═══ Source records ═══

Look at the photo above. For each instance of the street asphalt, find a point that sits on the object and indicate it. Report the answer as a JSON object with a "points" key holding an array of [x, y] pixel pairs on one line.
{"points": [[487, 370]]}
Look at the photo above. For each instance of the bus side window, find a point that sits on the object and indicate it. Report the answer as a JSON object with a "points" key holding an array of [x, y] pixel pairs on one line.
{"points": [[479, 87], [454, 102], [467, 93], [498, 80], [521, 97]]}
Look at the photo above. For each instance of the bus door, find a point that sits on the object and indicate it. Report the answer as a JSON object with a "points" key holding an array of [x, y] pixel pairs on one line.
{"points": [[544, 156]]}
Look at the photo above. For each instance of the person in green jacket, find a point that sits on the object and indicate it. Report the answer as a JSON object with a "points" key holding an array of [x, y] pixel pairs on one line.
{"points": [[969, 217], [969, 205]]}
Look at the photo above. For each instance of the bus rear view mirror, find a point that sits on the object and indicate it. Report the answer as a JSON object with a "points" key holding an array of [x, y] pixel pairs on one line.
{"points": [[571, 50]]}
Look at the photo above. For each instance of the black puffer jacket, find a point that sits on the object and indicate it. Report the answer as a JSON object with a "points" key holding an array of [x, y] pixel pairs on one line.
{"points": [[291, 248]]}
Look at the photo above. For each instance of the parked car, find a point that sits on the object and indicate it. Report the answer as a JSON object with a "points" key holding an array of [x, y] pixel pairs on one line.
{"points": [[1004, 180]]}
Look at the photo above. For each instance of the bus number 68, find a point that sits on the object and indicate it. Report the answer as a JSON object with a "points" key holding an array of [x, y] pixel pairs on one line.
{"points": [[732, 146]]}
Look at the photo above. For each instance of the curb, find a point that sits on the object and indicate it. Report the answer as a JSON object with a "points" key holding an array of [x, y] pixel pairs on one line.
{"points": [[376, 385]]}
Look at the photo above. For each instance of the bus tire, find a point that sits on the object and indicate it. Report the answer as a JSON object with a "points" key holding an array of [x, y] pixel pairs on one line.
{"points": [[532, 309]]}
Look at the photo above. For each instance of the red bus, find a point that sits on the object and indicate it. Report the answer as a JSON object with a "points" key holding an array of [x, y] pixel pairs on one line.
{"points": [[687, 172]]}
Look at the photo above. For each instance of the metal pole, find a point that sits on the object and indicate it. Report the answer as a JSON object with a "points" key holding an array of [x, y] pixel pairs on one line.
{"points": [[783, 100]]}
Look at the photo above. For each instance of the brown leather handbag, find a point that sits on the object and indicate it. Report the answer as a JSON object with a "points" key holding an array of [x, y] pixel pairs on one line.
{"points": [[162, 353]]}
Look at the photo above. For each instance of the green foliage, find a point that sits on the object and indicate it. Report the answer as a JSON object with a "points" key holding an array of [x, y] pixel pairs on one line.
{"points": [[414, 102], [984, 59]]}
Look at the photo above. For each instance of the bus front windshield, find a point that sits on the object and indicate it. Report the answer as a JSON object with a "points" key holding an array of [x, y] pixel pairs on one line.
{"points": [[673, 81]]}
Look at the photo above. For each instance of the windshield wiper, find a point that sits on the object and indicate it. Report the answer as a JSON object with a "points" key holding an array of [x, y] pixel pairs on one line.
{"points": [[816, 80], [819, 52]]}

═══

Copy out the entire listing above exactly.

Look at the photo above. For each instance of the street asphalt, find a point that sits on the object and indicate it. Report the answer as a JSON object with a "points" key holding an array of [x, y] pixel pairs on one line.
{"points": [[487, 370]]}
Look at the photo above. For each instance of the bus side window, find a point that sits on the object and indicate it. Report the answer as a JSON object with a "points" key holding an array of [x, y] pixel pairs on one line.
{"points": [[479, 87], [454, 102], [467, 93], [498, 80], [521, 97]]}
Look at the photo above. For each instance of the bus door, find a point that sits on the object and indicate it. Report the answer as a JSON object with a "points" key holding an array of [x, y] pixel pairs on one line.
{"points": [[544, 156]]}
Look at the photo above. For each instance of the person in green jacket, find a point that sits on the object and indicate it. Report the answer as a JSON object with a "points" key holding an array of [x, y] pixel pairs on one line.
{"points": [[969, 217], [969, 205]]}
Look at the photo above. For each instance of the bus rear view mirror, find a point that sits on the object and indicate it. Report the answer as a JSON object with a "points" key holding an array of [x, y] pixel pairs on one line.
{"points": [[571, 50]]}
Look at the photo above. For each instance of the black puffer jacket, find a point that sits on the object and indicate it. Report the answer as a JSON object with a "points" key holding an array of [x, y] pixel pairs on one line.
{"points": [[291, 248]]}
Look at the photo above. For each instance of the parked car, find a point that sits on the object and indicate it. Report the answer as a JSON object with a "points" key holding an array of [x, y] pixel pairs on one line.
{"points": [[1004, 180]]}
Look at the photo above. For each instance of the bus number 68, find a point that sits on the object and indicate it. Report the answer as a JSON object with a "points" key holding an array of [x, y] pixel pairs on one line.
{"points": [[732, 146]]}
Look at the photo above. For each instance of the curb, find a point that sits on the object and indicate it. Report the answer as a JSON object with a "points" key holding an array of [x, y] pixel pairs on one line.
{"points": [[376, 385]]}
Look at the photo above. For each instance of the bus tire, find a point that sits on the object and indicate it. Report the answer as a JSON object with a "points" key holding an array of [x, y] pixel pairs on one line.
{"points": [[532, 309]]}
Look at the photo above. For each instance of the red bus, find a point that sits on the object and indicate it. Report the answer as a JSON object with a "points" key holding an array of [x, y] pixel pairs on one line.
{"points": [[687, 172]]}
Look at the photo above. For each instance of the metal pole, find a point that sits on the object and indicate it. Report the answer as a JSON object with a "points" key holding an array of [x, y] pixel pairs on one line.
{"points": [[783, 100]]}
Look at the photo above. For each instance of the brown leather handbag, find a point that sits on the object and indicate it. Report the answer as a JSON object with a "points" key holding an array of [x, y] pixel pairs on one line.
{"points": [[162, 353]]}
Look at the photo above. For each instance of the green foliage, find a point that sits on the object and indicate it. Report the answer as a JSON object with a "points" key holding an array of [x, y] pixel pairs on one line.
{"points": [[414, 102], [984, 59]]}
Look at the photo above. For each instance of the bus front windshield, find a point that sits on the object and indicate it. Report the answer as a JSON object with a "points" key holding an array of [x, y] pixel pairs on one line.
{"points": [[673, 81]]}
Look at the photo above. For each instance of the windshield wiper, find a point that sits on the object and indicate it. Report the answer as a JSON object with a "points" key holding an array of [x, y] pixel pairs on one line.
{"points": [[816, 80], [819, 52]]}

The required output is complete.